(Point-per-instance localization data)
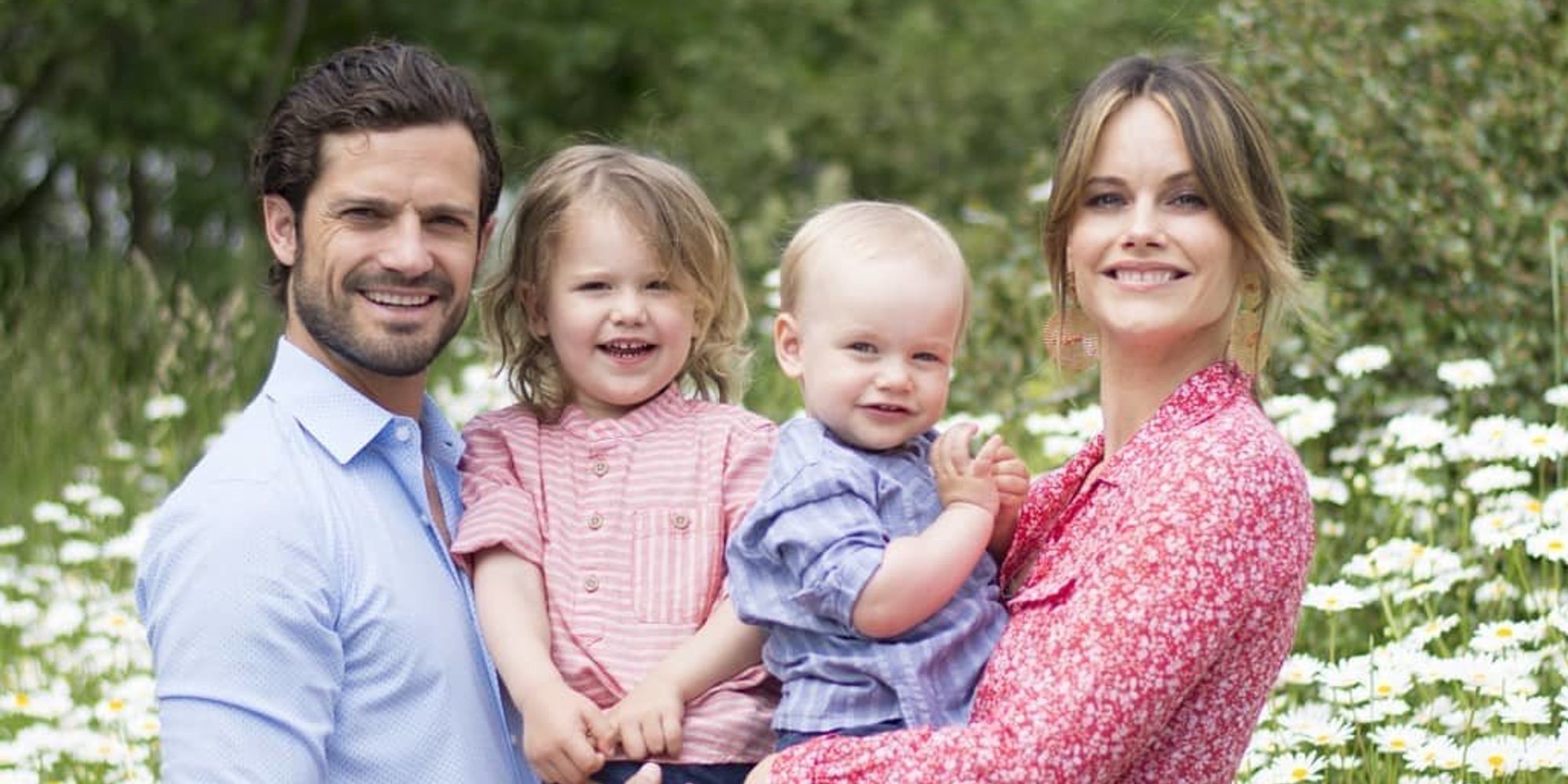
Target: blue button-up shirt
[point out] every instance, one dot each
(800, 561)
(305, 619)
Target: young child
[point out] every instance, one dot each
(598, 507)
(866, 554)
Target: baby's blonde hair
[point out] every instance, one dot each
(858, 231)
(681, 228)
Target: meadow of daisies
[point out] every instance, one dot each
(1432, 647)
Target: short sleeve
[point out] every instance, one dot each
(821, 537)
(501, 473)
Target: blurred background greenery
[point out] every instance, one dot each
(1426, 147)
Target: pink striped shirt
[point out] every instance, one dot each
(628, 520)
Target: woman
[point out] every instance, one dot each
(1155, 581)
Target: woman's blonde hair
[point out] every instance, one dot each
(680, 225)
(1233, 156)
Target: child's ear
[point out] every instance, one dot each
(786, 346)
(534, 310)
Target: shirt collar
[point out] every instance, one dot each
(341, 418)
(656, 413)
(1199, 399)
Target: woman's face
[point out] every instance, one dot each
(1153, 266)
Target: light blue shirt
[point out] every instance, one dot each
(800, 561)
(305, 619)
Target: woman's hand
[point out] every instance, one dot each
(561, 733)
(648, 720)
(761, 774)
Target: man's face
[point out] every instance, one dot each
(383, 252)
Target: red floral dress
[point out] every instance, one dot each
(1150, 633)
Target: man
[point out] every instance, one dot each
(305, 617)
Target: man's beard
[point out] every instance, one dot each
(332, 322)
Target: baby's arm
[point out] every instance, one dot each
(648, 720)
(921, 573)
(561, 725)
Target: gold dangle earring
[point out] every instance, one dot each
(1069, 335)
(1246, 346)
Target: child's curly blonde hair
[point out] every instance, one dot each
(681, 228)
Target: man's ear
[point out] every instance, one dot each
(283, 228)
(485, 234)
(786, 346)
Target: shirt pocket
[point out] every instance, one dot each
(677, 564)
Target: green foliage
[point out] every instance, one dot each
(1429, 164)
(85, 347)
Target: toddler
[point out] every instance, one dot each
(598, 506)
(866, 554)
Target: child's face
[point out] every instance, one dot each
(620, 327)
(873, 344)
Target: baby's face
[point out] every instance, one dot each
(873, 347)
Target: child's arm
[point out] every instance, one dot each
(1012, 488)
(561, 725)
(921, 573)
(648, 720)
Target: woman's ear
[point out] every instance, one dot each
(786, 346)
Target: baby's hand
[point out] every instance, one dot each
(648, 720)
(1012, 484)
(962, 479)
(561, 736)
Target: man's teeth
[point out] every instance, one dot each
(397, 300)
(1145, 277)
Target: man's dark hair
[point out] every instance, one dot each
(383, 85)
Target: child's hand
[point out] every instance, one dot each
(962, 479)
(648, 720)
(561, 728)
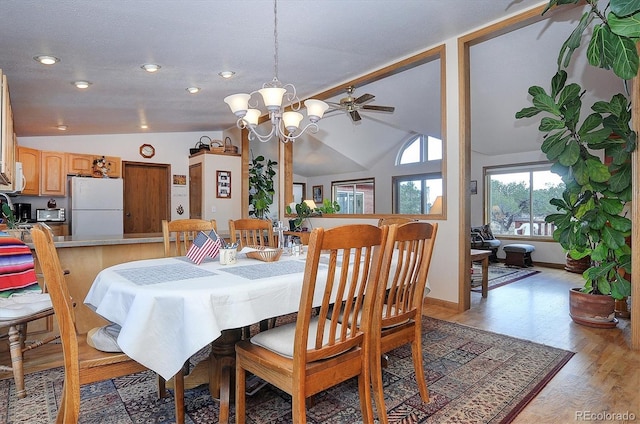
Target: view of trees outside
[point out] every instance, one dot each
(519, 202)
(411, 198)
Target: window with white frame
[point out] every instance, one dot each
(517, 199)
(354, 196)
(420, 148)
(417, 194)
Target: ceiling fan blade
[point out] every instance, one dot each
(364, 98)
(379, 108)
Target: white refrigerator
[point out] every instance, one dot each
(96, 206)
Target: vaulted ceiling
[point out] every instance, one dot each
(321, 44)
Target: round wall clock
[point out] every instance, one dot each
(147, 151)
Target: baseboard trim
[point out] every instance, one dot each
(439, 302)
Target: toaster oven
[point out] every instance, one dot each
(50, 215)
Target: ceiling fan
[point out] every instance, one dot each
(352, 105)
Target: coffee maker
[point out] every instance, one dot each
(23, 211)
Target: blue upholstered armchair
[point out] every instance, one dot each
(482, 238)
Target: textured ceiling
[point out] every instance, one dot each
(322, 45)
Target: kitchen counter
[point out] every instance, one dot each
(79, 241)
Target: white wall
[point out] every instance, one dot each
(171, 148)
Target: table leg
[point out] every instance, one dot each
(485, 276)
(222, 371)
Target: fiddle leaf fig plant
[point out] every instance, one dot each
(592, 155)
(261, 189)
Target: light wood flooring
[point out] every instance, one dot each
(603, 375)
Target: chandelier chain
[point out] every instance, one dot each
(275, 39)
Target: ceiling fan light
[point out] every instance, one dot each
(151, 67)
(46, 60)
(291, 121)
(238, 103)
(252, 116)
(81, 84)
(315, 109)
(272, 97)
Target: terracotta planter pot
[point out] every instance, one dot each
(592, 310)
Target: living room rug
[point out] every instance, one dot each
(474, 376)
(499, 275)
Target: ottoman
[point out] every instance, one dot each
(519, 254)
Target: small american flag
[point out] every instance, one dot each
(203, 245)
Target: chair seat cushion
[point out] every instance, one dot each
(24, 304)
(104, 338)
(280, 339)
(519, 248)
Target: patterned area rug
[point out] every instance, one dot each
(499, 275)
(474, 376)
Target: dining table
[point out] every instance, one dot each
(171, 308)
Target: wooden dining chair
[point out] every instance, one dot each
(183, 231)
(251, 232)
(82, 363)
(317, 351)
(399, 302)
(21, 308)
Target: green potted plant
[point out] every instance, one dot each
(261, 189)
(593, 157)
(9, 217)
(303, 211)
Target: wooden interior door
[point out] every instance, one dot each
(195, 191)
(146, 196)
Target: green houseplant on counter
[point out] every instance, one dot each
(592, 155)
(261, 189)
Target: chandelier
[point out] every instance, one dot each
(284, 125)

• [Your goal] Once the pictures are removed, write out all of the entries above exactly.

• [Reply]
Target: blue button-up shirt
[point out] every instance, one dot each
(800, 561)
(305, 619)
Target: young child
[point out] every instance, one dot each
(598, 507)
(866, 554)
Target: baby's blonde hair
[point out] every instance, one dot each
(858, 231)
(681, 228)
Target: meadow of daisies
[point out] every instance, one dot each
(1432, 647)
Target: short sleeve
[point out] every instance, one dot each
(821, 537)
(501, 473)
Target: blurred background greenery
[point out] every instance, one dot each
(1426, 147)
Target: pink striped shirt
[point out] every instance, one dot each
(628, 520)
Target: woman
[point out] every instance, one dot each
(1155, 581)
Target: woman's blonde hair
[point out] every instance, one dot each
(680, 225)
(1233, 156)
Target: child's ear
[point out] every instance, one dot each
(786, 346)
(534, 310)
Target: shirt collar
[point out] every instance, one dot each
(341, 418)
(656, 413)
(1199, 399)
Target: woman's face
[point out] every instance, one dot each
(1153, 266)
Target: light blue shirt
[point out] every instance, one dot each
(800, 561)
(305, 619)
Target: woman's hand
[point out] every instance, one dot each
(561, 733)
(648, 720)
(761, 774)
Target: man's face
[point out] every instance, one dot each
(383, 252)
Target: red floral dress
[point out] every instance, one dot each
(1150, 633)
Target: man
[point out] every instance, one dot each
(305, 617)
Target: man's beard
[point out] every instance, one dot each
(332, 322)
Target: baby's arm
[point out] every instance, one dot each
(648, 720)
(921, 573)
(561, 725)
Target: gold dangle earring
[point out] every instance, one dot each
(1069, 335)
(1246, 346)
Target: child's curly blonde hair
[point out] every instance, one dot each
(681, 228)
Target: man's ear
[point out] every instance, one dot each
(283, 228)
(485, 234)
(786, 346)
Target: shirt pocket
[point out] every instance, one dot each
(677, 564)
Target: green foliage
[point out] every instance, one dot each
(1429, 164)
(85, 347)
Target: toddler
[point out] every instance, one dot each
(598, 506)
(866, 554)
Target: child's face
[point out] every instance, one dot each
(620, 327)
(873, 344)
Target: baby's face
[point out] every instance, one dot each
(873, 347)
Target: child's arm
[point out] every instance, one dot each
(1012, 488)
(561, 725)
(921, 573)
(648, 720)
Target: woman's ear
[point out] every instance, one dot each
(786, 346)
Target: baby's hand
[point out] every instance, one dot each
(648, 720)
(1012, 484)
(962, 479)
(561, 736)
Target: man's teeth
[point out] every instance, one dot each
(397, 300)
(1145, 277)
Target: man's dark hair
[point out] every instance, one dot each
(383, 85)
Target: child's hand
[point out] every instance, one dot each
(962, 479)
(648, 720)
(561, 728)
Target: view of trees outside
[point out] every instance, one dot each
(519, 202)
(411, 198)
Target: window with white frame
[point out] every instance, one dot each
(517, 199)
(354, 196)
(420, 148)
(417, 194)
Target: ceiling fan blade
[point out] every instance, one dot each
(364, 98)
(379, 108)
Target: white refrigerator
[point out] every instance, one dot each
(96, 206)
Target: vaulted ceiling
[point out] every instance, one dot each
(321, 44)
Target: round wall clock
[point out] every instance, one dot each
(147, 151)
Target: baseboard trim
[point out] every instance, one dot each
(439, 302)
Target: toaster oven
[point out] every instance, one dot each
(50, 215)
Target: ceiling fan
[point out] every instance, one dot each
(352, 105)
Target: coffee maker
[point out] every instance, one dot each
(23, 211)
Target: blue upholstered armchair
[point out] every instance, one dot each
(482, 238)
Target: textured ceiling
[point out] every instance, one dot each
(322, 45)
Target: kitchen counter
[point out] every instance, one dot each
(79, 241)
Target: white wall
[point out] every instance, one dot each
(171, 148)
Target: table leg
[point out] every instance, one dot each
(485, 276)
(222, 371)
Target: fiddle leaf fig plant
[point out] every instance, one dot each
(592, 155)
(261, 189)
Target: light wood flooring
[point out] every instance, one dot each
(603, 375)
Target: chandelier chain
[point out] every instance, one dot each
(275, 39)
Target: ceiling fan light
[point out] every instance, one dot each
(151, 67)
(46, 60)
(291, 121)
(238, 103)
(252, 116)
(81, 84)
(315, 109)
(272, 97)
Target: terracotta planter pot
[point out] every instance, one dot each
(592, 310)
Target: living room rug
[point out] every instance, one dot each
(474, 376)
(499, 275)
Target: ottoman
[point out] every instance, one dot each
(519, 254)
Target: small american flag
[point out] every instance, one dot each
(203, 245)
Target: chair seat cushion
[point out] every instance, one dot each
(24, 304)
(104, 338)
(280, 339)
(519, 248)
Target: patterned area rug
[point out] every instance, one dot each
(499, 275)
(474, 376)
Target: dining table
[point out] every instance, one dot each
(171, 308)
Target: wooden dining chair
[point out] every instance, one dot each
(183, 231)
(251, 232)
(82, 363)
(317, 351)
(399, 302)
(21, 308)
Target: green potted plant
[point out] every instance, one dot each
(261, 189)
(593, 157)
(9, 217)
(303, 211)
Target: wooden interior door
[point out] every instance, one dot each
(195, 191)
(146, 196)
Target: green houseplant on counter
[point out] every instance, one dot each
(592, 155)
(261, 189)
Target: chandelier
[point out] every instance, one dot each
(284, 125)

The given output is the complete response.